EXERCISE AIM -> Reproduce all records below exactly.

DATA TO USE ->
= = = =

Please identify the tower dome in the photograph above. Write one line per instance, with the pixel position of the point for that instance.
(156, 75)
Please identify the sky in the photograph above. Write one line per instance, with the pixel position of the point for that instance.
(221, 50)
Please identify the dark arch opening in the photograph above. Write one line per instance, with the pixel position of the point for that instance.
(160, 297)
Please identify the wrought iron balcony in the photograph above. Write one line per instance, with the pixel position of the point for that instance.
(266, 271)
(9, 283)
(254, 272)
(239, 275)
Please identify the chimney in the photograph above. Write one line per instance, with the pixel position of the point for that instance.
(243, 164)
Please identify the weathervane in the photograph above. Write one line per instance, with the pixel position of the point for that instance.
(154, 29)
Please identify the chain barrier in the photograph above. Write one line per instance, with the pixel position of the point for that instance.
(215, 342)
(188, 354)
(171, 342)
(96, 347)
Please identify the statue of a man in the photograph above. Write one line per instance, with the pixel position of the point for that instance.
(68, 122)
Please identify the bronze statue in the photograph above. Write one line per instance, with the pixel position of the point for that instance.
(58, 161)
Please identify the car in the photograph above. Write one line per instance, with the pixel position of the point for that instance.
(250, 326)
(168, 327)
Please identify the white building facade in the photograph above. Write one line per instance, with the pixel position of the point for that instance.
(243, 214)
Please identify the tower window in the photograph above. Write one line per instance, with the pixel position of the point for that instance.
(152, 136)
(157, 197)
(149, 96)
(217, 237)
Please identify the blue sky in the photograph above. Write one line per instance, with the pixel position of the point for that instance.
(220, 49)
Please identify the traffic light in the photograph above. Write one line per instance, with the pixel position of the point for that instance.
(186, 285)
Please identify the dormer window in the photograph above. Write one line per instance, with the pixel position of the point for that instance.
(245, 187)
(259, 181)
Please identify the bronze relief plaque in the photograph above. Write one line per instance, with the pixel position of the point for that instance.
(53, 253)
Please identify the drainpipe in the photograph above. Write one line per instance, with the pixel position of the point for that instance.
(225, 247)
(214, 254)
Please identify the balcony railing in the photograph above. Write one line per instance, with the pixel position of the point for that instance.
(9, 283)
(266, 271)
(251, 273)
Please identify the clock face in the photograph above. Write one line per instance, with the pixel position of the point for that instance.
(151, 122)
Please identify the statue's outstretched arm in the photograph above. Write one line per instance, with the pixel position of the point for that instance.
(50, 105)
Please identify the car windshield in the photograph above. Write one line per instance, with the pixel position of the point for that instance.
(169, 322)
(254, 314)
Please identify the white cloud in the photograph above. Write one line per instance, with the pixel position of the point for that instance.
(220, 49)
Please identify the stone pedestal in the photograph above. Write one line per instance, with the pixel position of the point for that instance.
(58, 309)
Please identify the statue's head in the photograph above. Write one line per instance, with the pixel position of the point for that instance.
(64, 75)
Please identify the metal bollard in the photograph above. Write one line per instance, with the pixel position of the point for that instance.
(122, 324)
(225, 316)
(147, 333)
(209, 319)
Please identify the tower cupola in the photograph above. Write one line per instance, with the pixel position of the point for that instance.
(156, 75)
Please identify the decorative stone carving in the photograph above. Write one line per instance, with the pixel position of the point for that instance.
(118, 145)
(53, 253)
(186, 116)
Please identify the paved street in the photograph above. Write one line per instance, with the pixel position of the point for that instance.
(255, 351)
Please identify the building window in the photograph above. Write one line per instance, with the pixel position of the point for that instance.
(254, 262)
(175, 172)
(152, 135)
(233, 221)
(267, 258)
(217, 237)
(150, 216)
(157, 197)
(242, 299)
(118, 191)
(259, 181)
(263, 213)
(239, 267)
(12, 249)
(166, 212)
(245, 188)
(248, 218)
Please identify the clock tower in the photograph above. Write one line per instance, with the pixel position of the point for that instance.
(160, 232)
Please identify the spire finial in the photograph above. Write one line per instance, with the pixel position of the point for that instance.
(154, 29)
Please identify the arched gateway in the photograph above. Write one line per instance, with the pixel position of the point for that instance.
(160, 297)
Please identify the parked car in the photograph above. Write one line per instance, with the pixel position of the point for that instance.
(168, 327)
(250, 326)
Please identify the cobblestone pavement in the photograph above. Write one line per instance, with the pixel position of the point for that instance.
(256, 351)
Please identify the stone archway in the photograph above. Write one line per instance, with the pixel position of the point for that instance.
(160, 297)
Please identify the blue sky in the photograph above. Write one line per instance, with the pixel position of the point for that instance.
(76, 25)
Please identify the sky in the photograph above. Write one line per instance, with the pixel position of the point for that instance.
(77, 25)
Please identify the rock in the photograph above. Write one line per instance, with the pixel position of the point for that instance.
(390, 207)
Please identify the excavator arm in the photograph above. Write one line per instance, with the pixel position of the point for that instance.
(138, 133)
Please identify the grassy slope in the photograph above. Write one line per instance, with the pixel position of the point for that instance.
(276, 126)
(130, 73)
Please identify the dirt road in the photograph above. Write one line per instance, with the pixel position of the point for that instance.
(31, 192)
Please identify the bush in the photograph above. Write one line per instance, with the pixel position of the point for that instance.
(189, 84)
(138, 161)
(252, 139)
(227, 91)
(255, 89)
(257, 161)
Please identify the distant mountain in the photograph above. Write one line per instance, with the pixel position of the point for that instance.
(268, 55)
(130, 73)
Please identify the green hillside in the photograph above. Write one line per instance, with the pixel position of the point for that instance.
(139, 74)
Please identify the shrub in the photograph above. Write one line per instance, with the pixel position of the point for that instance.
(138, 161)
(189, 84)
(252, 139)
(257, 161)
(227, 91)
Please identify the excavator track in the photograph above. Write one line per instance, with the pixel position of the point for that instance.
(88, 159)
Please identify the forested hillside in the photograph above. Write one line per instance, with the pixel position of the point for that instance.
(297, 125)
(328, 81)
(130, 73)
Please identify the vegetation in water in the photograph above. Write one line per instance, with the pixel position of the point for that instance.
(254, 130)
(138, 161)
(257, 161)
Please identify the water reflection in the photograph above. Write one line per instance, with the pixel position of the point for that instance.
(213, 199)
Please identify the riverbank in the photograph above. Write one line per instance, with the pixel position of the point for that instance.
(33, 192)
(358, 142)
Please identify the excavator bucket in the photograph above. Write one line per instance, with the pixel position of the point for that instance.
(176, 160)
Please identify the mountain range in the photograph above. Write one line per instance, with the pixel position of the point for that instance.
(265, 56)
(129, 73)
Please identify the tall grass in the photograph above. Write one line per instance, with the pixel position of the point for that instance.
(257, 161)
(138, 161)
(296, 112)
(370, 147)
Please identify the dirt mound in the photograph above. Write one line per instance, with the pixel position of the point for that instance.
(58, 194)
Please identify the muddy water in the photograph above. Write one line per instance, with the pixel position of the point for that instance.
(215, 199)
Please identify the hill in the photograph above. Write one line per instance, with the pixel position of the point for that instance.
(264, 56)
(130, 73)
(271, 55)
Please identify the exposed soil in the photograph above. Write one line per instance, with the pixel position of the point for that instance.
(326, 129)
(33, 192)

= = = =

TASK OUTPUT ->
Please identify the tower dome in the photograph above. Write one line per instance, with the pixel position of the point for that instance.
(156, 75)
Please identify the sky in the photograph above. Write one line per instance, with the pixel position of the point for that instance.
(221, 50)
Please identify the dark arch opening in the photograph above. Write one line per instance, with the pixel position of the point for that instance.
(160, 297)
Please identify the wrought iron balcony in the photograph above. Write one line per instance, with the pixel position of the point for that instance.
(266, 271)
(9, 283)
(254, 272)
(239, 275)
Please identify the chimney in the photograph above. Write one line per instance, with the pixel position of the point for that instance.
(243, 164)
Please identify the weathervane in the photograph above. Write one line per instance, with the pixel position of the point for that instance.
(154, 29)
Please identify the chain barrier in the photograph above. Write one line per instance, with the pixel position of the point for that instance.
(215, 342)
(188, 354)
(171, 342)
(96, 347)
Please identify the statue of a man in the photograph above. Write one line per instance, with the pixel position of the point for that instance.
(68, 122)
Please identify the bronze statue in the photograph above. Write one line per instance, with the pixel position of the point for that instance.
(58, 161)
Please identify the car in the photograph above. Write one line per instance, with the pixel position of the point for that instance.
(250, 326)
(168, 327)
Please identify the white building facade in the photograph above. Write one line per instance, with the pixel position of the point for that instance.
(243, 214)
Please identify the tower window in the photograph above. Write one line per instance, with the pixel position of the point for that instance.
(152, 136)
(157, 197)
(149, 96)
(217, 237)
Please identify the blue sky in the photograph above. Write one line per instance, with the pixel position of the point for that instance.
(220, 49)
Please identify the traffic light in the photograph above. Write one line per instance, with the pixel position of the point for that instance.
(186, 285)
Please identify the dormer window in the photograph above. Write one line per instance, with the pixel position of the point for that instance.
(245, 187)
(259, 181)
Please identify the bronze relief plaque in the photograph above. Write one line per instance, with the pixel position of the point for that instance.
(53, 253)
Please identify the drainpipe in the photograph above. Write one line per instance, with the pixel position of the point for that instance.
(225, 247)
(214, 254)
Please identify the balcony railing in the photograph above. Write one line per instance, with the pixel position of the point for that instance.
(9, 283)
(266, 271)
(251, 273)
Please identify the clock face in the photograph above. Write one line per instance, with the pixel position of the point for that instance.
(151, 122)
Please identify the statue's outstretched arm in the photograph above. Write one line per instance, with the pixel position of the point for that instance.
(50, 105)
Please identify the car windshield in the photograph above. Write one line per instance, with the pixel position of the point for that instance.
(169, 322)
(254, 314)
Please identify the white cloud in the photograph above. Write one line per instance, with the pixel position of the point for that instance.
(220, 49)
Please identify the stone pedestal in the photograph above. Write one line per instance, with the pixel position of the point for that instance.
(58, 309)
Please identify the statue's head in the photograph above. Write one line per instance, with the pixel position of the point for that instance.
(64, 75)
Please identify the metal bollard in the photograph above. Write one line per instance, with the pixel position of the point for that instance.
(122, 324)
(225, 316)
(147, 333)
(209, 319)
Please identify the tower cupola in the photograph above. Write one line per instance, with the pixel position of the point for that instance.
(156, 75)
Please identify the decorative stone carving in the photograph above. Write one line per instance, with the pixel position of the point for that instance.
(118, 145)
(53, 253)
(186, 116)
Please identify the paved street in the photograph above. Write one line per instance, with the pixel position of the point for that instance.
(255, 351)
Please identify the building window in the photograph above. Write one line per instance, with the pixel position of the point for that instance.
(254, 262)
(175, 172)
(152, 135)
(233, 221)
(267, 258)
(217, 237)
(150, 216)
(157, 197)
(242, 299)
(118, 191)
(259, 181)
(263, 213)
(239, 267)
(12, 249)
(166, 212)
(245, 188)
(248, 218)
Please identify the clock tower in the photograph above. Write one line per instance, with the pixel position of the point for that instance.
(160, 232)
Please identify the spire finial in the photograph above. Write one line per instance, with the pixel position of the point for that instance.
(154, 29)
Please identify the arched gateway in the photograph above. Write one line per instance, with the pixel position of the point for that instance.
(160, 297)
Please identify the parked car in the photograph above. Write one line per instance, with the pixel position of the point for that instance.
(168, 327)
(250, 326)
Please identify the cobblestone pavement in the photograph above. Write one line per instance, with the pixel position of the point for that instance.
(256, 351)
Please identify the stone archway in the photograph above. Write one line per instance, with the pixel position of the point for that instance.
(160, 297)
Please identify the blue sky in the photograph above. Write one line per instance, with the pixel position of the point for that instance.
(76, 25)
Please identify the sky in the photograph above. Write one line per instance, with the pixel position of the point for that instance.
(77, 25)
Please identify the rock in the photograph above. Write one line per instance, with the pixel position of the point for that instance.
(390, 207)
Please identify the excavator arm in the photograph above. Write one line per instance, with the pixel position of the point for that instance.
(138, 133)
Please identify the grassy slope in the photograph above. Write one line per instance, with the pixel position of the point for that instance.
(276, 126)
(130, 73)
Please identify the dirt road in the photograph above. Write one line per instance, with the pixel position of the point for that instance.
(31, 192)
Please identify the bush in the photograph above. Write one line per instance, with the pixel position of the point for that instance.
(189, 84)
(138, 161)
(252, 139)
(227, 91)
(255, 89)
(257, 161)
Please identify the distant mountain in the photograph above. Write one line per instance, with the pixel position of the point for that instance.
(268, 55)
(130, 73)
Please identify the green hillside in the photograph above. Write one line per instance, with the pixel position of the point for that instance.
(139, 74)
Please identify the shrub in the photograph above. Write one line per instance, with the pixel position of the point for that instance.
(138, 161)
(189, 84)
(252, 139)
(257, 161)
(227, 91)
Please identify the excavator track in the photograph above. Write one line per instance, with the pixel position of the point for that instance.
(88, 159)
Please identify the forested hillside in the photograph above. Write one line per instance, with the pixel position of the point for that instance.
(297, 125)
(328, 81)
(130, 73)
Please identify the vegetation in water in the photograph above. Write one line per instance, with the pixel position of the point for that instance.
(254, 130)
(138, 161)
(257, 161)
Please identify the water reflection in the photograph above. Write one line per instance, with the pixel position of the point for that instance.
(213, 199)
Please identify the riverbank in the photograph above. Write one line per instance, with the pixel position of the point for that instance.
(33, 192)
(358, 142)
Please identify the excavator bucket in the photograph above. Write one line per instance, with the pixel position of the point for that instance.
(176, 160)
Please identify the mountain range in the photograph above. Write one line per instance, with the pixel position of the point for that instance.
(265, 56)
(129, 73)
Please identify the tall grass in the photograph above. Write one line per instance, with the pixel position of the point for that instance.
(257, 161)
(138, 161)
(296, 112)
(370, 147)
Please identify the dirt mound in the photograph above. Write one line per instance, with the pixel position of the point for that instance.
(58, 194)
Please identify the muddy water in the photograph above. Write one line per instance, with the pixel position of the point for that instance.
(215, 199)
Please identify the hill in the photograph above. Write one line per instance, with the pixel position of the point for that instance.
(264, 56)
(130, 73)
(271, 55)
Please identify the exposed soil in the photograph above. Write one line per instance, with the pixel position of the point for that instance.
(326, 129)
(33, 192)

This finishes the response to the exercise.